** DIRECTION **
According to the package overview below, what is the main function in the `sae_spelling.feature_ablation` module?

** EXCERPTED PASSAGE **
* * * *
This project is set up so that code which could be reused in other projects is in the main `sae_spelling` package, and code specific to the experiments in the paper are in `sae_spelling.experiments`. In the future, we may move some of these utilities to their own library. The `sae_spelling` package is structured as follows:

- `sae_spelling.feature_attribution`: Code for running SAE feature attribution experiments. Attribution tries to estimate the effect a latent has on the model output. Main exports include:
  - `calculate_feature_attribution()`
  - `calculate_integrated_gradient_attribution_patching()`
- `sae_spelling.feature_ablation`: Code for running SAE feature ablation experiments. This involves ablating each firing SAE latent on a prompt to see how it affects a downstream metric (e.g. if the model knows the first letter of a token). The main function in this module is:
  - `calculate_individual_feature_ablations()`
- `sae_spelling.probing`: Code for training logistic-regression probes in Torch. Some helpful exports from this module are:
  - `train_multi_probe()`: train a multi-class binary probe
  - `train_binary_probe()`: train a binary probe (same as the multi-class probe, but with only one class)
* * * *
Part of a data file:
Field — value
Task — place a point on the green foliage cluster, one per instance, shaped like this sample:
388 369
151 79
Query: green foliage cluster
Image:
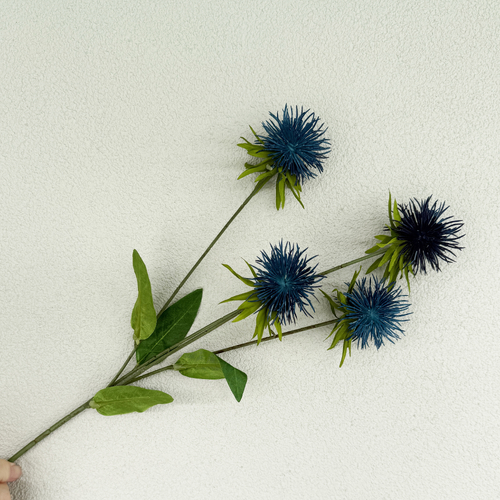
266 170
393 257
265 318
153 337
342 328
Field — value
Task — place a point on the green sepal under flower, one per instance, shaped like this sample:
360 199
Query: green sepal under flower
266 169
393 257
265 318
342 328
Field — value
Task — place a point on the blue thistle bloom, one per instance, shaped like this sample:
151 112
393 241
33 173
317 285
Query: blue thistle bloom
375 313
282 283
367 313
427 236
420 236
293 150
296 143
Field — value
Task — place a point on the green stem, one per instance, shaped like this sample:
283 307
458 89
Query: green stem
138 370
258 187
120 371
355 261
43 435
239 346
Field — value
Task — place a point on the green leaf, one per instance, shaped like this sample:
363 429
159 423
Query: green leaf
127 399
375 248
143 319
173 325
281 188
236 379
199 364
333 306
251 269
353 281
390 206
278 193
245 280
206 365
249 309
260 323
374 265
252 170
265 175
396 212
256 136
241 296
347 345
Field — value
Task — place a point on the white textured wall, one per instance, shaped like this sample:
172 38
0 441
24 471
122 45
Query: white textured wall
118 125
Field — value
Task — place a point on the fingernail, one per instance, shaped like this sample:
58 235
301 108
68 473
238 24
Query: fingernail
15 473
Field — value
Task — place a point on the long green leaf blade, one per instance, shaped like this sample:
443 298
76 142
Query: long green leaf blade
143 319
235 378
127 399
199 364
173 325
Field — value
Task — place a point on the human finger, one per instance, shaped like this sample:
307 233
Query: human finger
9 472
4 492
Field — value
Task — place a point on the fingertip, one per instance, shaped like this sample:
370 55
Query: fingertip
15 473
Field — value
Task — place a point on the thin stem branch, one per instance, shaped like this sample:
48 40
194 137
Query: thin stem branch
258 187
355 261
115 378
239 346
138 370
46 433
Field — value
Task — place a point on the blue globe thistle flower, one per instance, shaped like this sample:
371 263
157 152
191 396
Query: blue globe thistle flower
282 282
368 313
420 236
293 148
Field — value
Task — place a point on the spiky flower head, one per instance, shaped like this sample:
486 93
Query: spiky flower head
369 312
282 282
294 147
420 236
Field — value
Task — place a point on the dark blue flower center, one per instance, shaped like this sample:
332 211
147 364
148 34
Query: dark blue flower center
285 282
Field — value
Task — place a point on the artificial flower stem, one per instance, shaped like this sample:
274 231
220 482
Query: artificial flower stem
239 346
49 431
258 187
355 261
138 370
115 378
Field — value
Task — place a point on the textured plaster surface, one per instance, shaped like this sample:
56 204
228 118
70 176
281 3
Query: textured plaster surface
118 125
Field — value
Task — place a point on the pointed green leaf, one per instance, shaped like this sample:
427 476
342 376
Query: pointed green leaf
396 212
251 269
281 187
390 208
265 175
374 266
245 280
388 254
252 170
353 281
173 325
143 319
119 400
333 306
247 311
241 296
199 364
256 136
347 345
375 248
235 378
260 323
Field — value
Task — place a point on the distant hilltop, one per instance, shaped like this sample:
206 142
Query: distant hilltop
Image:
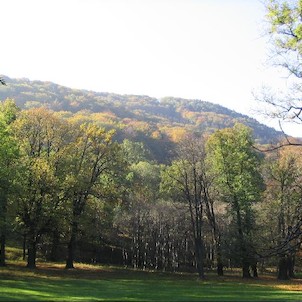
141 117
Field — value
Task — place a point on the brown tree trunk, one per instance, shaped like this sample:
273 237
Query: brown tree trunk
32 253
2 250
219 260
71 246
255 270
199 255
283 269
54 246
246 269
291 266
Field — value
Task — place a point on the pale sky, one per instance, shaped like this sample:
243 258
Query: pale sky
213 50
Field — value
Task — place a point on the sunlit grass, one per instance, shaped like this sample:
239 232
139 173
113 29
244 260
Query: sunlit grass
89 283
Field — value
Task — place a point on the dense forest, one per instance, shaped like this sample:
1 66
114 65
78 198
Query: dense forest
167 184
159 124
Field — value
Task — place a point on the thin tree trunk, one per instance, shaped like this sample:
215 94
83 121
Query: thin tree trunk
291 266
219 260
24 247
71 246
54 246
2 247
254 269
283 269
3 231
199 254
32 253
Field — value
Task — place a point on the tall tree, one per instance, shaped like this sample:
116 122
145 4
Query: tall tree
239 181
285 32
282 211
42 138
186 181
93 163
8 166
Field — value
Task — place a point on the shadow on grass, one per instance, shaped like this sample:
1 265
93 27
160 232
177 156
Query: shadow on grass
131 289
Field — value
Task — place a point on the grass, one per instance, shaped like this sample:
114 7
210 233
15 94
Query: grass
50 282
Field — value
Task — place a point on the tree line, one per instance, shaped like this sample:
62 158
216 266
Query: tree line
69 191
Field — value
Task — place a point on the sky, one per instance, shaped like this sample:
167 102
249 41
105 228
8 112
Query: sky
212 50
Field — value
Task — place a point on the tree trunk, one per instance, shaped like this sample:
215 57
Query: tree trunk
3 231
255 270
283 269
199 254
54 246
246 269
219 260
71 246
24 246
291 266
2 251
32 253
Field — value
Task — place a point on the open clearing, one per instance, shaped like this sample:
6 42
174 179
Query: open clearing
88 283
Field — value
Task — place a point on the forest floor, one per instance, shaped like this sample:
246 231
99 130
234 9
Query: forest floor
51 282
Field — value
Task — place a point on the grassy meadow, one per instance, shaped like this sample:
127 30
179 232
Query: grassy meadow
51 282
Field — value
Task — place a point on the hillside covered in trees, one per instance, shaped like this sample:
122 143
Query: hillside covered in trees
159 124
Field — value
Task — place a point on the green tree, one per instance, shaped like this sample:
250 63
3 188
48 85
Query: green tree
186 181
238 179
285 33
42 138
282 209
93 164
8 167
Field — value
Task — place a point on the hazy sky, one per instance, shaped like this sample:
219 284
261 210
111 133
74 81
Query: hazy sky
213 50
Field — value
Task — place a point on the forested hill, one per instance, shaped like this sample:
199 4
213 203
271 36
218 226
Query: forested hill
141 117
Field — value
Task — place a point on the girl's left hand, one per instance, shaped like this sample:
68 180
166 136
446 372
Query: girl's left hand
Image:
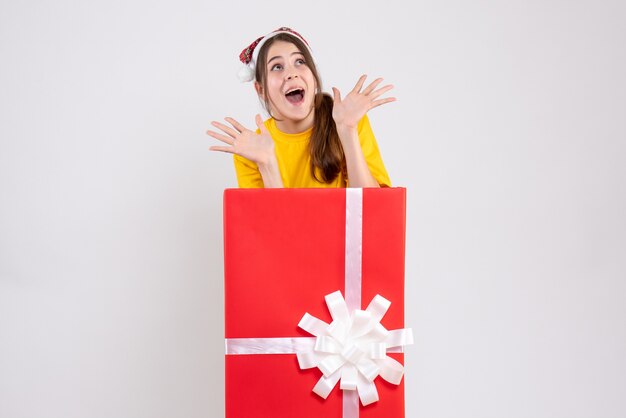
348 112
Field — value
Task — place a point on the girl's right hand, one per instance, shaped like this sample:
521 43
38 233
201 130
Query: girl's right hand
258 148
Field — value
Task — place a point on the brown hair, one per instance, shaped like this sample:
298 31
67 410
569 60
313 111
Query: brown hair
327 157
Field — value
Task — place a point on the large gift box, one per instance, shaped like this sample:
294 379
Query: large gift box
* * * *
** WRITTEN ANSWER **
`calculate_individual_feature_ablations()`